• _REQUIREMENT_
The full set of records below is to be reproduced without a single alteration.
BEGIN SUPPLIED INFORMATION
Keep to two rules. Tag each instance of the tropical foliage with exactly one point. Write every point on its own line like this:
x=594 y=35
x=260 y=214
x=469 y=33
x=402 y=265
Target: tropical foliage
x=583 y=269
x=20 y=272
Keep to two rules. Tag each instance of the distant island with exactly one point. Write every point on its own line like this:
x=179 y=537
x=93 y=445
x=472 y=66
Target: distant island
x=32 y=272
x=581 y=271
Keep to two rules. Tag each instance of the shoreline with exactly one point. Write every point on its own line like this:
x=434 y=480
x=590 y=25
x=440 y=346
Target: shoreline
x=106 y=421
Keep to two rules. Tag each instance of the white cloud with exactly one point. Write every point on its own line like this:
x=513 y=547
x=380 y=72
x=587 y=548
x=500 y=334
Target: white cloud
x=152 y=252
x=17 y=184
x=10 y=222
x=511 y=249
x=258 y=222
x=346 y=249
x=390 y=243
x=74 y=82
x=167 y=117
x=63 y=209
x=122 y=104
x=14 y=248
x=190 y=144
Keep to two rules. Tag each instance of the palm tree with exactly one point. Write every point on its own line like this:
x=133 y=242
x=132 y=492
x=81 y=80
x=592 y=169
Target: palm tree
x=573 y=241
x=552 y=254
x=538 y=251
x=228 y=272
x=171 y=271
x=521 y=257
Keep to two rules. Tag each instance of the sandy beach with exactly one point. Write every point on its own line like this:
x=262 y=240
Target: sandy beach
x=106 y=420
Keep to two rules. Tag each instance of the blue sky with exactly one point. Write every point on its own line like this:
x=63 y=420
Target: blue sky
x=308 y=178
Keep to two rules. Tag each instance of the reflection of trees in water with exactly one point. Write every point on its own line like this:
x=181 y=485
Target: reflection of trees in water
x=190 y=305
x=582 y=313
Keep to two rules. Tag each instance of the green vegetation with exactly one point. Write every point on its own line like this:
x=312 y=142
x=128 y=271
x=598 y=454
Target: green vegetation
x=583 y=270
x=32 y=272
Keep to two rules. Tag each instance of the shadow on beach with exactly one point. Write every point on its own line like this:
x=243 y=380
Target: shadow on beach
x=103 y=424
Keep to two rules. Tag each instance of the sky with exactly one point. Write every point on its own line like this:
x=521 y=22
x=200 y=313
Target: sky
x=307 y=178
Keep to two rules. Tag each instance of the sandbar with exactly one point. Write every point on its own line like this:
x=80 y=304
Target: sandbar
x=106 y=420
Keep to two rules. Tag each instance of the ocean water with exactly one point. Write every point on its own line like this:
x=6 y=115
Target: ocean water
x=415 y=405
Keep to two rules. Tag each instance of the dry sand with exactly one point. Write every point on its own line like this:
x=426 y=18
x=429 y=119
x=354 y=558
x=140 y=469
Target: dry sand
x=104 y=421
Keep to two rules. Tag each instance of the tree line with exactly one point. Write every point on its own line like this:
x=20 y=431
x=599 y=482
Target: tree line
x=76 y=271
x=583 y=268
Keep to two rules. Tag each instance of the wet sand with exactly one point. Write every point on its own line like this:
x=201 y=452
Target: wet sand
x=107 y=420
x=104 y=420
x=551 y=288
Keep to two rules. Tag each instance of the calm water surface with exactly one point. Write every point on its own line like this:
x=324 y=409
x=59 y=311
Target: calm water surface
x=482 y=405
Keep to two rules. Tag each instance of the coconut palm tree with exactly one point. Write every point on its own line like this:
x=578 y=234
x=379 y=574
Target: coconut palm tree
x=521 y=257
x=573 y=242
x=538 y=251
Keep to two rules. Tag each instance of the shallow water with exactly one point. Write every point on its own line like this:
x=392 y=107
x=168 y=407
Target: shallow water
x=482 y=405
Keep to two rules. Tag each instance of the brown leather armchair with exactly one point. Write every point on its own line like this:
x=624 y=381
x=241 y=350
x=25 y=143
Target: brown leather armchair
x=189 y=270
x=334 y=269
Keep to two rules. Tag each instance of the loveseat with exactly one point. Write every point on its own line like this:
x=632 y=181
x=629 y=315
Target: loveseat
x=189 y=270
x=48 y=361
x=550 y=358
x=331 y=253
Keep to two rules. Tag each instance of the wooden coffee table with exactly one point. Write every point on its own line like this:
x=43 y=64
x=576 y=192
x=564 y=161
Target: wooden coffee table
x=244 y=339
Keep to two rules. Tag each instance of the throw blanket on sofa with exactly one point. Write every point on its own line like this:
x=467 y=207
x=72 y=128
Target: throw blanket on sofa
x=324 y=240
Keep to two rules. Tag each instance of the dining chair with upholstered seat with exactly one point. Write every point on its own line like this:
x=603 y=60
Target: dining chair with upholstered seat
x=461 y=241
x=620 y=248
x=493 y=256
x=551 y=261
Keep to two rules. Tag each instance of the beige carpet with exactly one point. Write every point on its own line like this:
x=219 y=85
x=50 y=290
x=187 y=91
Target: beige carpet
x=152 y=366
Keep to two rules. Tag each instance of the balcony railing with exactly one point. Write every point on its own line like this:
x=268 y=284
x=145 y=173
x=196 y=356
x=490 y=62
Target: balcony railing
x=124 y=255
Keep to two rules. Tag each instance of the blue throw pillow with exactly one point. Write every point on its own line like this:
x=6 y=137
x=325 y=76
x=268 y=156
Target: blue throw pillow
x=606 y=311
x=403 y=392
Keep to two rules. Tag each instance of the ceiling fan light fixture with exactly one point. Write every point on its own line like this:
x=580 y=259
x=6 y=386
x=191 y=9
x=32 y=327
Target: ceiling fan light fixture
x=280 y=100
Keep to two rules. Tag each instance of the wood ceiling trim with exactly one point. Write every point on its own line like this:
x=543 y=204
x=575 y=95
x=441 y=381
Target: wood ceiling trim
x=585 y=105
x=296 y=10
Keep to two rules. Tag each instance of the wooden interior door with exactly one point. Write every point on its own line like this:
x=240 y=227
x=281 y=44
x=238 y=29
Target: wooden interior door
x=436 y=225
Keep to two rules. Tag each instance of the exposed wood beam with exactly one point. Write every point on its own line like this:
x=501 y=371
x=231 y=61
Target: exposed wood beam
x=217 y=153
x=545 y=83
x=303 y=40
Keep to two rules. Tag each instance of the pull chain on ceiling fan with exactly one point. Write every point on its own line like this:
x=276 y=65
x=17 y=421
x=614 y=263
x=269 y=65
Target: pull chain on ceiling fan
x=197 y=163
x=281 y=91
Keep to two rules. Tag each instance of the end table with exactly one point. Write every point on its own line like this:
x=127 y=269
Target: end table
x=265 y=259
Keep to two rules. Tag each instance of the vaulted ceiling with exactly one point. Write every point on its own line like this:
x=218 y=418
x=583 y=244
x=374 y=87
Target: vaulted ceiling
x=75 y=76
END SUPPLIED INFORMATION
• _ANSWER SPACE_
Keep to two rules. Tag each instance of the tropical foliage with exactly one point. Write every point on its own line like this:
x=594 y=35
x=260 y=214
x=469 y=33
x=402 y=265
Target: tropical foliage
x=583 y=269
x=20 y=272
Keep to two rules. Tag each instance of the distant island with exactly one point. Write every point on its own line like this:
x=179 y=537
x=93 y=445
x=472 y=66
Target: distant island
x=32 y=272
x=581 y=271
Keep to two rules. Tag each instance of the shoreline with exactly one point. Write every point on its own line like this:
x=434 y=480
x=590 y=25
x=440 y=346
Target: shoreline
x=106 y=421
Keep to two rules. Tag each instance of the white cloud with exactly one point. Write every point on its own line like this:
x=513 y=547
x=380 y=72
x=587 y=548
x=500 y=334
Target: white cloud
x=152 y=252
x=17 y=184
x=10 y=222
x=511 y=249
x=258 y=222
x=346 y=249
x=390 y=243
x=74 y=82
x=167 y=117
x=63 y=209
x=122 y=104
x=14 y=248
x=190 y=144
Keep to two rules. Tag each instance of the palm tree with exactly one point. Write every point on its own line like this:
x=133 y=242
x=132 y=492
x=81 y=80
x=592 y=169
Target: palm tree
x=573 y=241
x=552 y=254
x=538 y=251
x=228 y=272
x=171 y=271
x=521 y=257
Keep to two rules. Tag each instance of the sandy beach with exactly one point. Write every point on its own line like this:
x=262 y=240
Target: sandy beach
x=106 y=420
Keep to two rules. Tag each instance of the blue sky with exactly one point. Write every point on its own line like this:
x=63 y=420
Target: blue sky
x=308 y=178
Keep to two rules. Tag each instance of the reflection of trees in water with exactly one point. Write every point on its own line like this:
x=181 y=485
Target: reflection of trees in water
x=190 y=305
x=582 y=313
Keep to two rules. Tag each instance of the green vegetation with exactly one point. Write every point on its own line like this:
x=312 y=142
x=128 y=271
x=598 y=454
Target: green vegetation
x=583 y=270
x=32 y=272
Keep to two rules. Tag each instance of the shadow on beach with exactly one point. Write every point on its own line like this:
x=243 y=380
Target: shadow on beach
x=103 y=424
Keep to two rules. Tag each instance of the sky with exactly one point. Write every point on its own line like this:
x=521 y=22
x=200 y=313
Target: sky
x=307 y=178
Keep to two rules. Tag each instance of the sandbar with exactly one point. Write every point on its own line like this:
x=80 y=304
Target: sandbar
x=106 y=420
Keep to two rules. Tag each instance of the ocean water with exactly one point. Write every point on its own line like this:
x=6 y=115
Target: ocean water
x=415 y=405
Keep to two rules. Tag each instance of the dry sand with exactly one point. Write every point on its own line like this:
x=426 y=18
x=429 y=119
x=354 y=558
x=140 y=469
Target: dry sand
x=104 y=421
Keep to two rules. Tag each instance of the tree line with exactly one point. Write every point on its own line like this:
x=20 y=431
x=599 y=482
Target: tree line
x=76 y=271
x=583 y=268
Keep to two rules. Tag each instance of the wet sand with exactly one point. Write every point on its own line like this:
x=201 y=452
Target: wet sand
x=107 y=420
x=104 y=420
x=551 y=288
Keep to two rules. Tag each instance of the calm water surface with exactly one point. Write every point on its own line like this:
x=324 y=409
x=59 y=311
Target: calm water surface
x=482 y=405
Keep to two rules. Tag each instance of the coconut palm tree with exactly one point. Write every point on its own line like this:
x=578 y=234
x=379 y=574
Target: coconut palm tree
x=521 y=257
x=573 y=242
x=538 y=251
Keep to two rules. Tag each instance of the shallow water with exactly one point. Write every point on its own line like this:
x=392 y=107
x=168 y=407
Target: shallow water
x=482 y=405
Keep to two rules. Tag each instance of the brown leather armchair with exactly one point. Write every point on its own line like this:
x=624 y=381
x=241 y=350
x=25 y=143
Target: brown leather armchair
x=189 y=270
x=334 y=269
Keep to two rules. Tag each instance of the loveseat with exactly one point. Write every point on its own line like this:
x=632 y=181
x=629 y=315
Target: loveseat
x=189 y=270
x=48 y=361
x=550 y=358
x=331 y=253
Keep to two rules. Tag each instance of the wooden coffee table with exactly one point. Write every point on its own line like this:
x=43 y=64
x=576 y=192
x=564 y=161
Target: wooden coffee table
x=244 y=339
Keep to two rules. Tag each instance of the throw blanket on sofa with exactly one point. Write every point on its own line like this:
x=467 y=207
x=72 y=128
Target: throw blanket on sofa
x=324 y=240
Keep to two rules. Tag each instance of the dining chair with upholstered seat with exactly one point. Write every point on its own line like this:
x=603 y=60
Target: dining chair with upholstered seat
x=461 y=241
x=620 y=248
x=493 y=256
x=551 y=261
Keep to two rules. Tag each instance of the beige carpet with exactly one point. Write every point on its own line like this:
x=219 y=85
x=50 y=290
x=187 y=91
Target: beige carpet
x=152 y=366
Keep to two rules. Tag each instance of the balcony railing with exactly one point. Write every point on its own line like this:
x=268 y=284
x=145 y=173
x=196 y=356
x=490 y=62
Target: balcony railing
x=124 y=255
Keep to two rules. Tag each instance of the blue throw pillow with exactly one point. Write every point on its own line like this:
x=6 y=137
x=325 y=76
x=268 y=156
Target: blue throw pillow
x=606 y=311
x=403 y=392
Keep to two rules. Tag each instance of the ceiling fan light fixture with exactly one point. Write every point on its own line like this:
x=580 y=259
x=6 y=386
x=191 y=9
x=32 y=327
Target: ceiling fan light fixture
x=280 y=100
Keep to two rules. Tag each instance of the wood ceiling trim with exactly one point. Write every point on its own line like this:
x=543 y=204
x=575 y=95
x=441 y=381
Target: wood ceiling trim
x=585 y=105
x=296 y=10
Keep to two rules. Tag each instance of the wooden interior door with exactly one point. Write every point on its own line like this:
x=240 y=227
x=281 y=44
x=238 y=29
Target: wooden interior door
x=436 y=225
Keep to two rules. Tag each instance of the exposed wood beam with exactly one point. Write every point on its own line like this:
x=501 y=371
x=231 y=61
Target: exposed wood beam
x=217 y=153
x=545 y=83
x=303 y=40
Keep to two rules. Tag each instance of the pull chain on ceiling fan with exactly one point. Write every point on its own line like this:
x=276 y=65
x=17 y=421
x=614 y=263
x=269 y=65
Target: pull chain on ceiling fan
x=197 y=163
x=281 y=91
Keep to two rules. Tag each instance of the end table with exactly one point. Write every point on its own line like this:
x=127 y=269
Target: end table
x=265 y=259
Keep to two rules. Tag each instance of the vaulted ceiling with exactly one point. Write every point on its own line like this:
x=218 y=418
x=583 y=244
x=374 y=87
Target: vaulted ceiling
x=75 y=76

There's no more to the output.